* [Challenge]:
Rewrite every one of the records below with each "outline" changed to "trace", keeping all other text the same.

* [Stored rows]:
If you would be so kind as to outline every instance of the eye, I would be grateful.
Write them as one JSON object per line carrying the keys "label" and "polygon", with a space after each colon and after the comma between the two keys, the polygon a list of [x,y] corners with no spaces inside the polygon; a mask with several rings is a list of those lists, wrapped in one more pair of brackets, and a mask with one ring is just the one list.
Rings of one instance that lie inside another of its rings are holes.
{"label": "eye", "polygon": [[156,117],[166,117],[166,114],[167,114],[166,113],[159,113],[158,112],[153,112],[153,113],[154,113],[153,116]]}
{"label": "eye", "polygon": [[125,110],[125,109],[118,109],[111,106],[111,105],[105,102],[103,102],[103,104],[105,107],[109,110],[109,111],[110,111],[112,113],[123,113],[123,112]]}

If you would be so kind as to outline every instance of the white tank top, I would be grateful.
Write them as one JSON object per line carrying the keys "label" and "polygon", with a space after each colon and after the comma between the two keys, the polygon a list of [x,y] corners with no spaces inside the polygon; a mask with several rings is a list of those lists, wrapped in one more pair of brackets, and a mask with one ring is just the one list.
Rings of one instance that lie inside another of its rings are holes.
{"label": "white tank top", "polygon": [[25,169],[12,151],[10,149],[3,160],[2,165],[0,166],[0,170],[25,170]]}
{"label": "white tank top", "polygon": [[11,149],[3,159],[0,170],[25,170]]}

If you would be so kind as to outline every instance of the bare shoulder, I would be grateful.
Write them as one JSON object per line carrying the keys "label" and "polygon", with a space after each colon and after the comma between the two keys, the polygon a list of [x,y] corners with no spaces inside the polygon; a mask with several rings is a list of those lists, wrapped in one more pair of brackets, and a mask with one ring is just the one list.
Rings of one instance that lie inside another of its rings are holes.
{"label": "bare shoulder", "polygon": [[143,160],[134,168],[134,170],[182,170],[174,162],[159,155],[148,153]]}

* [Finished answer]:
If you would be so kind as to trace every instance of the eye, I would be grateful.
Write them as one JSON object per line carrying the keys "label" and "polygon", with a space after each colon and after the comma between the two keys, the polygon a list of [x,y] corners with no spaces inside the polygon; a mask with several rings is a list of those lists, wrapped in one more pair of brackets, and a mask with one ring is just the one list.
Rings of one instance that lie inside another of its rings are holes.
{"label": "eye", "polygon": [[156,117],[166,117],[166,114],[167,114],[166,113],[159,113],[158,112],[153,112],[153,113],[154,113],[153,116]]}
{"label": "eye", "polygon": [[125,110],[125,109],[118,109],[111,106],[111,105],[105,102],[103,102],[103,104],[105,107],[109,110],[109,111],[110,111],[112,113],[123,113],[123,112]]}

If you would be so kind as to trace every instance of the white tank top, I would be grateful.
Write them as one JSON object per line carrying the keys "label" and "polygon", with a space after each colon and after the comma between the two keys, the polygon a list of [x,y] corners with no spaces inside the polygon; a mask with several rings is a list of those lists, wrapped in one more pair of brackets, and a mask with one ring is just the one list.
Rings of one instance that lie inside another of its rings are holes.
{"label": "white tank top", "polygon": [[25,169],[12,151],[10,149],[3,160],[2,165],[0,166],[0,170],[25,170]]}
{"label": "white tank top", "polygon": [[11,149],[3,159],[0,170],[25,170]]}

If you would be so kind as to trace every instance of the bare shoulder, I would be grateful.
Write them as one JSON object per line carrying the keys "label" and "polygon", with a space after each colon and after the comma between the two keys, the polygon a list of [x,y] corners with no spaces inside the polygon; a mask with several rings is a list of those lists, wrapped in one more pair of brackets, and a mask with one ring is just the one list.
Rings of one instance that lie inside another of its rings are holes.
{"label": "bare shoulder", "polygon": [[143,160],[134,168],[134,170],[182,170],[174,162],[159,155],[148,153]]}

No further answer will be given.